§ ЗАДАНИЯ К УПРАЖНЕНИЮ:
**a.** Где и когда, согласно фрагменту о «Ревизоре», Гоголь закончил работу над вторым отдельным изданием комедии?
**b.** Пожалуйста, перепишите часть фрагмента о «Ревизоре» от слов «Иначе зато обстояло» до слов «империи! (С. 23.)» включительно, заменив «Землянику» на «Клубнику».
**c.** Определите, соответствуют ли фрагменту о «Ревизоре» утверждения (i) Гоголь приехал в Россию в начале октября; (ii) редакция 1842 года вышла отдельным изданием; (iii) цензурное разрешение номера «Пантеона» датировано 26 февраля. Для каждого ответьте «да» или «нет» и приведите решающие слова фрагмента.

§ ИСХОДНЫЙ ФРАГМЕНТ:
Вместе с тем «уездная быль» еще не могла сказаться на втором отдельном издании комедии, напечатанном в 1841-м. Работу над ним Гоголь закончил в Риме в первой половине марта 1841 года – то есть как раз тогда, когда в далекой Москве только что вышел номер «Пантеона» с сочинением Ковалевского (цензурное разрешение от 26 февраля). В Россию Гоголь приехал лишь в начале октября.
Иначе зато обстояло дело с последующей редакцией, опубликованной уже в 1842-м в составе гоголевских Сочинений. Там явственно отозвались пассажи из Ковалевского – точнее, тревоги его судьи, взбудораженного своей литературной участью:
А там, глядь, он перекрестил бы меня из Гниды в какую-нибудь Землянику и предал бы тиснению весь рассказ мой от словечка до словечка.
И ниже:
А потом перекрестит тебя в какого-нибудь Тяпкина-Ляпкина, да и предаст печати, на потеху всего уезда… Да что? всей губернии!.. Да что? всей империи! (С. 23.)
В новой версии «Ревизора» его тирада повторится почти дословно. Под влиянием «уездной были» впервые прозвучат и выпады Городничего в адрес неведомого литератора – то есть самого Гоголя, – и отчаяние по поводу того, что вся Россия узнает о его позоре. Да и не только Россия:
Мало того, что пойдешь в посмешище – найдется щелкопер, бумагомарака, в комедию тебя вставит <…> и будут все скалить зубы и бить в ладоши.
И там же:
Вот, смотрите, смотрите, весь мир, все христианство, все смотрите, как одурачен городничий!

§ СОХРАНЁННЫЕ ЗАПИСИ:
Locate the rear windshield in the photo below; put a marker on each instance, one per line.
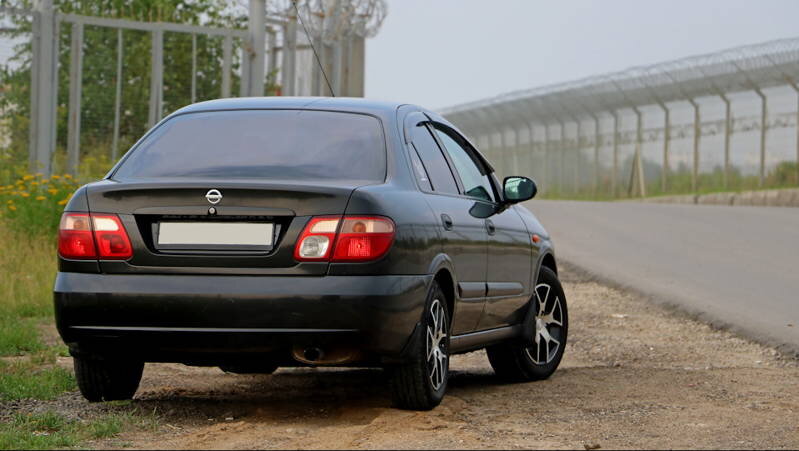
(276, 144)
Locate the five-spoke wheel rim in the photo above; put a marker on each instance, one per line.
(437, 345)
(548, 326)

§ ОТВЕТЫ ПО ЗАДАНИЯМ:
**a.** В Риме, в первой половине марта 1841 года.

**b.**
Иначе зато обстояло дело с последующей редакцией, опубликованной уже в 1842-м в составе гоголевских Сочинений. Там явственно отозвались пассажи из Ковалевского – точнее, тревоги его судьи, взбудораженного своей литературной участью:
А там, глядь, он перекрестил бы меня из Гниды в какую-нибудь Клубнику и предал бы тиснению весь рассказ мой от словечка до словечка.
И ниже:
А потом перекрестит тебя в какого-нибудь Тяпкина-Ляпкина, да и предаст печати, на потеху всего уезда… Да что? всей губернии!.. Да что? всей империи! (С. 23.)

**c.**
(i) Да: «В Россию Гоголь приехал лишь в начале октября».
(ii) Нет: «опубликованной уже в 1842-м в составе гоголевских Сочинений».
(iii) Да: «цензурное разрешение от 26 февраля».